◆ Your objective ◆
Please reproduce each line of the data below as it stands.

[Dataset records]

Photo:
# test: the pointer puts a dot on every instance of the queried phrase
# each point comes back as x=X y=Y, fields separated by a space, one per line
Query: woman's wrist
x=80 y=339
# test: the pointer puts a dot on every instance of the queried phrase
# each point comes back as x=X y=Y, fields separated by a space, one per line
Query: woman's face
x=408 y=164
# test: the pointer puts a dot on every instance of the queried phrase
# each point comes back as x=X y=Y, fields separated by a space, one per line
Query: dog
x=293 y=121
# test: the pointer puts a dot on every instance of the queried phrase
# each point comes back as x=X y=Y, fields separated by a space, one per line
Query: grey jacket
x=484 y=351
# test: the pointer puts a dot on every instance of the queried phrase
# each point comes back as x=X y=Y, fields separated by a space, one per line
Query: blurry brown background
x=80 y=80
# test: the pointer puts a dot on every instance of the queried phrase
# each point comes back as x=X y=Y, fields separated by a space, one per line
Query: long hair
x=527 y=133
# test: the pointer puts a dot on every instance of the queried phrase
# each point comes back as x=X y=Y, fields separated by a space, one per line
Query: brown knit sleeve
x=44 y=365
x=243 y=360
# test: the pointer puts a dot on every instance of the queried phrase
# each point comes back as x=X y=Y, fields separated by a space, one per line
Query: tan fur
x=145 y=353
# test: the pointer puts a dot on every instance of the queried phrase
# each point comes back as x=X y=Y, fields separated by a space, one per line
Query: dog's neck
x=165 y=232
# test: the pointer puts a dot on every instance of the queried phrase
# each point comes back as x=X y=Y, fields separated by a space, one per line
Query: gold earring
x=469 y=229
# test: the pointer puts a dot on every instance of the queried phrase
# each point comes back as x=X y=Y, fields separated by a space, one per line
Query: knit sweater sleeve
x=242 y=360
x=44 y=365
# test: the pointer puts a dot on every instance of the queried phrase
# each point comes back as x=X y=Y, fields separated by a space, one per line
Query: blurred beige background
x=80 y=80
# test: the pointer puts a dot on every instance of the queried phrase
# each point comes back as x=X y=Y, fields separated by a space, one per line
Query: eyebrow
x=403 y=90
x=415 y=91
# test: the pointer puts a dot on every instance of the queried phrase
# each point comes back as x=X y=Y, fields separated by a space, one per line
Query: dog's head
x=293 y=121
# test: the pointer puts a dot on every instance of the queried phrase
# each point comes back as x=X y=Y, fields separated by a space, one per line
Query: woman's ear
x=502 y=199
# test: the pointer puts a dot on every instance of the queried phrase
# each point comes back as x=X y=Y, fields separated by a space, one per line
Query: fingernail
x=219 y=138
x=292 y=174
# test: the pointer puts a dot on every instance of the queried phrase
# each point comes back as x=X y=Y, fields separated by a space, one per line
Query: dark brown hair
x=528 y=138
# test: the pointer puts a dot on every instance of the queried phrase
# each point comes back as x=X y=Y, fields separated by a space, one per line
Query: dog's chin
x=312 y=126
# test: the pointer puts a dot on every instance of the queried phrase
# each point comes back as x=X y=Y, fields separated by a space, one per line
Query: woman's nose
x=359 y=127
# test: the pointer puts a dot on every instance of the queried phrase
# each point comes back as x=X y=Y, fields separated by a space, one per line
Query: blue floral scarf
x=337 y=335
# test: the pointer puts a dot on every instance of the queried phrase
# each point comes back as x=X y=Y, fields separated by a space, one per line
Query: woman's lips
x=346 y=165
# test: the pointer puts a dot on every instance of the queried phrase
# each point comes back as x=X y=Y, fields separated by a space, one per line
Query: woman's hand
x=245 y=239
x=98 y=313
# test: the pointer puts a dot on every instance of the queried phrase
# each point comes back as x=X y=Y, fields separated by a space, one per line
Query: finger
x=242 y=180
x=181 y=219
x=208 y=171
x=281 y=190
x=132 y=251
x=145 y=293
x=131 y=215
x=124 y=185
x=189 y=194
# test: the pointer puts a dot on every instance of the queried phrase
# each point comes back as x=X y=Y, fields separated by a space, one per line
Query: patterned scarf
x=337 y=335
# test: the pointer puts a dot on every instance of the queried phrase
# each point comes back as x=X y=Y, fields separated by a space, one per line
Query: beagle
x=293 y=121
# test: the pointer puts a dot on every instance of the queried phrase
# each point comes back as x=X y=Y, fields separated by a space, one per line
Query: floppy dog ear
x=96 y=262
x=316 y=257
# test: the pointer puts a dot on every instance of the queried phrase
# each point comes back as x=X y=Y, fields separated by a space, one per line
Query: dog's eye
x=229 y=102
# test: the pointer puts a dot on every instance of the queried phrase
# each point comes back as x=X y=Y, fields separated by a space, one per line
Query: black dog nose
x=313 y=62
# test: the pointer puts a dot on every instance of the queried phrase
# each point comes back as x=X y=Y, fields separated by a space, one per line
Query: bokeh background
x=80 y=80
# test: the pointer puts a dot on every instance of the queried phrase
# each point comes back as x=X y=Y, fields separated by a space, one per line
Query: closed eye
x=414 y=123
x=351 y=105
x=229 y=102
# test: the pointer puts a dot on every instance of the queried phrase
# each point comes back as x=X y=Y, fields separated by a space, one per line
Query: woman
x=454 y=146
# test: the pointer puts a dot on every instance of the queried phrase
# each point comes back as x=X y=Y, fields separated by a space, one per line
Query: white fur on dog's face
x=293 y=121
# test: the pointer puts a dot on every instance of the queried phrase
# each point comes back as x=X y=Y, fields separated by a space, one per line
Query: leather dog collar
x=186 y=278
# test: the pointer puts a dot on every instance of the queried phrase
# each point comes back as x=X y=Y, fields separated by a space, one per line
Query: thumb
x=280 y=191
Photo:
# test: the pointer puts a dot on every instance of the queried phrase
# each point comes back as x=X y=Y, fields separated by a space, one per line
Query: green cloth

◆ Exercise answer ◆
Photo:
# test: the pointer puts a dot on every instance of the queried phrase
# each point comes back as x=X y=Y, fields separated by a space, one per line
Query: woman's wrist
x=80 y=339
# test: the pointer puts a dot on every instance of the queried phrase
# each point comes back as x=X y=Y, fields separated by a space, one per line
Query: woman's face
x=408 y=164
# test: the pointer puts a dot on every instance of the queried phrase
# each point comes back as x=X y=Y, fields separated by a space, one per line
Query: dog
x=293 y=121
# test: the pointer puts a dot on every instance of the queried phrase
# each point comes back as x=X y=Y, fields separated by a space, one per line
Query: grey jacket
x=484 y=351
# test: the pointer puts a dot on every instance of the queried phrase
# each point comes back as x=X y=Y, fields separated by a space, one per line
Query: blurry brown background
x=80 y=80
# test: the pointer puts a dot on every instance of the queried phrase
# each point comes back as x=X y=Y, fields separated by a space, one per line
Query: long hair
x=527 y=133
# test: the pointer puts a dot on every instance of the queried phrase
# each point comes back as x=X y=Y, fields separated by a space, one per line
Query: brown knit sleeve
x=44 y=365
x=243 y=360
# test: the pointer puts a dot on every instance of the queried phrase
# each point comes back as x=X y=Y, fields separated by a space, one per line
Query: tan fur
x=145 y=353
# test: the pointer puts a dot on every instance of the queried phrase
# each point comes back as x=X y=Y, fields separated by a space, one per line
Query: dog's neck
x=165 y=232
# test: the pointer puts a dot on every instance of the queried phrase
# each point comes back as x=X y=Y, fields separated by a space, one per line
Query: gold earring
x=469 y=229
# test: the pointer puts a dot on every instance of the queried phrase
# each point comes back as x=X y=Y, fields separated by a space, one per line
Query: knit sweater sleeve
x=242 y=360
x=44 y=365
# test: the pointer puts a dot on every instance of the queried phrase
# each point comes back as x=X y=Y, fields separated by a space, one per line
Query: blurred beige background
x=80 y=80
# test: the pointer puts a dot on every instance of the queried phrase
# each point comes back as x=X y=Y, fields separated by a space, one per line
Query: eyebrow
x=403 y=90
x=415 y=91
# test: the pointer puts a dot on every instance of the queried phrase
# each point comes back as x=X y=Y, fields separated by a space, one per line
Query: dog's head
x=293 y=121
# test: the pointer puts a dot on every instance of the queried phrase
# each point comes back as x=X y=Y, fields separated by a space, one per line
Query: woman's ear
x=502 y=199
# test: the pointer puts a dot on every instance of the queried phrase
# each point comes back as x=X y=Y, fields separated by a space, one per line
Query: fingernail
x=219 y=138
x=292 y=174
# test: the pointer puts a dot on every instance of the queried phrase
# each point comes back as x=X y=Y, fields separated by a space, one per line
Query: dark brown hair
x=528 y=138
# test: the pointer puts a dot on every instance of the queried phrase
# each point comes back as x=X y=Y, fields separated by a space, one per line
Query: dog's chin
x=312 y=126
# test: the pointer puts a dot on every instance of the queried phrase
# each point comes back as x=X y=Y, fields separated by a space, one per line
Query: woman's nose
x=359 y=127
# test: the pointer puts a dot on every instance of the queried phrase
# each point comes back as x=X y=Y, fields separated by a space, one per line
Query: blue floral scarf
x=337 y=335
# test: the pointer puts a dot on every instance of the queried phrase
# each point comes back as x=X y=Y, fields separated by a space, one per line
Query: woman's lips
x=346 y=165
# test: the pointer puts a dot on every instance of the queried phrase
# each point comes back as x=X y=Y, fields separated by a space, one per line
Query: woman's hand
x=245 y=239
x=98 y=313
# test: the pointer puts a dot on every instance of the queried phrase
# each point comes back as x=X y=Y, fields separated by a space, one per line
Query: finger
x=242 y=180
x=181 y=219
x=208 y=171
x=281 y=190
x=132 y=251
x=145 y=293
x=131 y=215
x=124 y=185
x=189 y=194
# test: the pointer puts a dot on every instance of the queried phrase
# each point comes back as x=X y=Y, fields separated by a space, one per line
Query: patterned scarf
x=337 y=335
# test: the pointer puts a dot on every instance of the queried phrase
# each point comes back as x=X y=Y, fields separated by a space, one per line
Query: beagle
x=293 y=121
# test: the pointer puts a dot on every instance of the queried phrase
# each point comes back as x=X y=Y, fields separated by a space, one per line
Query: floppy dog ear
x=96 y=262
x=316 y=257
# test: the pointer puts a dot on every instance of the queried phrase
# each point comes back as x=X y=Y, fields separated by a space, one per line
Query: dog's eye
x=229 y=102
# test: the pointer puts a dot on every instance of the queried phrase
# each point comes back as x=X y=Y, fields separated by a space, one per line
Query: black dog nose
x=313 y=62
# test: the pointer puts a dot on every instance of the queried phrase
# each point comes back as x=X y=Y, fields separated by a space, one per line
Query: bokeh background
x=80 y=80
# test: the pointer puts a dot on every instance of the queried phrase
# each point comes back as x=X y=Y, fields separated by a space, one per line
Query: closed eye
x=414 y=123
x=351 y=105
x=229 y=102
# test: the pointer puts a dot on every instance of the queried phrase
# each point comes back as x=X y=Y, fields separated by a space, one per line
Query: woman
x=454 y=146
# test: the pointer puts a dot on every instance of the queried phrase
# each point comes back as x=X y=Y, fields separated by a space, one per line
Query: white fur on dog's face
x=293 y=121
# test: the pointer puts a dot on every instance of the queried phrase
# each point comes back as x=X y=Y, fields separated by a space, one per line
Query: leather dog collar
x=186 y=278
# test: the pointer puts a dot on every instance of the queried phrase
# each point comes back as x=X y=Y, fields separated by a space, one per line
Query: thumb
x=280 y=191
Photo:
# test: the pointer puts a dot on every instance of the queried phrase
# each point comes back as x=X y=Y, fields separated by a space, one per line
Query: green cloth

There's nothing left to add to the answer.